Draper issued a notice Oct. 25 that it was revoking the occupancy permit for the Kamradts. Their nextdoor neighbors — a family of seven — had to be out, too.

Within months of construction, the two houses had sunk and slid toward the canyon the owners paid to overlook, according to interviews and documents.

“The far corner of the house has sunk almost 10 inches,” Kamradt said.

On Wednesday, cracks were visible in the front exterior of the Kamradt house — in the Hidden Canyon Estates subdivision. The real problems are in the rear, facing the canyon.

There were cracks in the foundation and patio concrete.

The problems began to show in the spring.

Kamradt said he noticed a crack in the concrete on his front porch. When the drywall began cracking, he knew he had big problems.

His house was still under warranty with the builder, Edgehomes. Company representatives declined to go on camera, but in a statement, Edgehomes President Gordy Jones said the ground underneath the two residences has shifted due to “unique geographic features and the soils on which they were constructed.”

Kamradt said he spoke to an attorney representing Edgehomes.

“He told us we had two options,” Kamradt recalled.

“Sell the house back to them.”

“Or move someplace else while they fix the house.”
● ● ●
**Job 1:** In the news excerpt about the sinking houses, how far did Kamradt say the far corner of his house has sunk?
**Job 2:** Revise the records from the line that contains "For every instance of the bolt" through the end of the records, replacing "bolt head" with "screw head" and changing nothing else. Return only those lines.
The news excerpt and the records below it were drawn from unrelated sources.
● ● ●
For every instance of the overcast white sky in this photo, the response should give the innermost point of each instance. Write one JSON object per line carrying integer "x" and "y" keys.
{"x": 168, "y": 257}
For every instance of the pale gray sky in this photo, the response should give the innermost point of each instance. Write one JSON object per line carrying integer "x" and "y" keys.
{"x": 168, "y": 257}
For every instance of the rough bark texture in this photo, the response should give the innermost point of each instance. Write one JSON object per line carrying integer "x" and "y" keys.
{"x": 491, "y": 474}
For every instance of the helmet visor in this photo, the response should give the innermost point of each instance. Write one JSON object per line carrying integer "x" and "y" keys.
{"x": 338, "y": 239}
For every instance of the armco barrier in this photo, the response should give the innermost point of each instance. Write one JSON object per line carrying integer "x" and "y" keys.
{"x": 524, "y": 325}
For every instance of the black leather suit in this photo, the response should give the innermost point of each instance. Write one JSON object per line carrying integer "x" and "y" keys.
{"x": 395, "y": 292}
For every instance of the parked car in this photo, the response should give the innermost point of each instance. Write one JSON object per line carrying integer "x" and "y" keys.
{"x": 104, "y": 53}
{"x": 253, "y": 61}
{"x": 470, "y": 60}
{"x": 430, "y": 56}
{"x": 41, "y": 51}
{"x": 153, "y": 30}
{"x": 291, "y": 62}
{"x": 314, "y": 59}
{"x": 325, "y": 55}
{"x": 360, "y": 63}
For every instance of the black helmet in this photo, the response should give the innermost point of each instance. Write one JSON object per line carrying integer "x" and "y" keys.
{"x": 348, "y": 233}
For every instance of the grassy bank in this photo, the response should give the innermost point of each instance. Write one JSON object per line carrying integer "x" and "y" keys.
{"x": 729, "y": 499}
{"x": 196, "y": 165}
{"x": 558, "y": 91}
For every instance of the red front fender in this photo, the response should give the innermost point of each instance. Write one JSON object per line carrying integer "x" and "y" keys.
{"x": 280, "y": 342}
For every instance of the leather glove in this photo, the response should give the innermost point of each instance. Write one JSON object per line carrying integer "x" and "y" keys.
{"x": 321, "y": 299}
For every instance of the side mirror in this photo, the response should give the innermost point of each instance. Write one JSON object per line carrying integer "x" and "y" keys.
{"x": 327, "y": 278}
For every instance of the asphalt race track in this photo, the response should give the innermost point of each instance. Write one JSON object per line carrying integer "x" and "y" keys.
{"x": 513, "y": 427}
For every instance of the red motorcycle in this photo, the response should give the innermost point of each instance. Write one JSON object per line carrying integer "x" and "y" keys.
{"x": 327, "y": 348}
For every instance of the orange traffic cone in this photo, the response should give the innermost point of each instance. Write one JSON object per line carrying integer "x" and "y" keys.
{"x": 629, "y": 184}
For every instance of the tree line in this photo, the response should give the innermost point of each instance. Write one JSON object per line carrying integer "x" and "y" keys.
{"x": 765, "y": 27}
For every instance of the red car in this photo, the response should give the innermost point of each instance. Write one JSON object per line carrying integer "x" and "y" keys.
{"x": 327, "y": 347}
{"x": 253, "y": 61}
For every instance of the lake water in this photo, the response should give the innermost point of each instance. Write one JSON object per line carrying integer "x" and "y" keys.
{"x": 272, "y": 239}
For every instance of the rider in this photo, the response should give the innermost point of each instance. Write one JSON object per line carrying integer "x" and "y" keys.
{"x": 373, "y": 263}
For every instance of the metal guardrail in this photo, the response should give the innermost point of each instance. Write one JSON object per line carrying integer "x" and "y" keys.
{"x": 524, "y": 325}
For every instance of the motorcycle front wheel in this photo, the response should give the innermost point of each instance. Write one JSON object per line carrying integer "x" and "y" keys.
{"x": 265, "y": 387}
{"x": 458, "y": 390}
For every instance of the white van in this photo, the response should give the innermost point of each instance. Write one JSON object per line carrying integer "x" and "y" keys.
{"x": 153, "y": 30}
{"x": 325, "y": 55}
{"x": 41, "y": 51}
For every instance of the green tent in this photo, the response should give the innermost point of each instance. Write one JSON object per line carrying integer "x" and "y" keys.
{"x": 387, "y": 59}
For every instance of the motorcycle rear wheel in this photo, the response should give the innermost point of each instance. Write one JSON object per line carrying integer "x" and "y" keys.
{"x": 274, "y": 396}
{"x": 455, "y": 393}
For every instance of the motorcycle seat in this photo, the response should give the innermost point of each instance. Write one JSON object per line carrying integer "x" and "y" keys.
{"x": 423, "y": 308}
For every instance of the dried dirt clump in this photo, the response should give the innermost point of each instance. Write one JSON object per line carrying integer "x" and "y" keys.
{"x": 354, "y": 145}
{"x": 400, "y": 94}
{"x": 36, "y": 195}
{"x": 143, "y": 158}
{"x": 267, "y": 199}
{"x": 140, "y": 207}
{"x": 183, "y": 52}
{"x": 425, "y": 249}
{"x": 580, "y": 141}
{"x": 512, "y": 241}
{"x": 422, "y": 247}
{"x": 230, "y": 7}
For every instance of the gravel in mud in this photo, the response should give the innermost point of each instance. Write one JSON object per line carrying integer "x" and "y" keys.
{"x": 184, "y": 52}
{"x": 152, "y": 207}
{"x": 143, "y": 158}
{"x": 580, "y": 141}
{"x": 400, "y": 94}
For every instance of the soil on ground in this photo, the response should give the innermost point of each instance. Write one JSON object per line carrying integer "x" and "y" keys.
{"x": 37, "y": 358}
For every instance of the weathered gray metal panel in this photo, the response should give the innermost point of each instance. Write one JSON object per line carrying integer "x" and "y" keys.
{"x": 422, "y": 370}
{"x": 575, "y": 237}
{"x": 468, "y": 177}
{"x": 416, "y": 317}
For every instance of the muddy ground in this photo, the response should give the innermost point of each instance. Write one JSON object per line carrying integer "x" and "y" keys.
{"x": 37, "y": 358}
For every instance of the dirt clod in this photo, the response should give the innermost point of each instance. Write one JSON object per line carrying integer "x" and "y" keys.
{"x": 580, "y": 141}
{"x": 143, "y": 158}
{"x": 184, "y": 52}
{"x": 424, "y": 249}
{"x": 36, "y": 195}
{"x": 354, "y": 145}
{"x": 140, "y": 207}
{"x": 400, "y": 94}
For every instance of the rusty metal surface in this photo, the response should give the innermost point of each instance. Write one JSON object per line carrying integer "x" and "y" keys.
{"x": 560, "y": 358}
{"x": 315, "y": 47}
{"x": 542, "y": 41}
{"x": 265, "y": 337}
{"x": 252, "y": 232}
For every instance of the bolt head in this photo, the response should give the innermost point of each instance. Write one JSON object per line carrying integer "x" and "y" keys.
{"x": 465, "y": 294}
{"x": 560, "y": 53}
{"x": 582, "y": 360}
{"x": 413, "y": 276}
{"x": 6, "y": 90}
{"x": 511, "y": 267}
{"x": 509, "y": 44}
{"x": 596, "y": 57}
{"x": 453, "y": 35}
● ● ●
**Response 1:** Almost 10 inches.

**Response 2:**
For every instance of the screw head in this photo, the response should give the innermost point of each instance. Write one JSON object per line carrying integer "x" and "y" keys.
{"x": 465, "y": 294}
{"x": 560, "y": 53}
{"x": 582, "y": 360}
{"x": 413, "y": 276}
{"x": 6, "y": 90}
{"x": 511, "y": 267}
{"x": 509, "y": 44}
{"x": 596, "y": 57}
{"x": 453, "y": 35}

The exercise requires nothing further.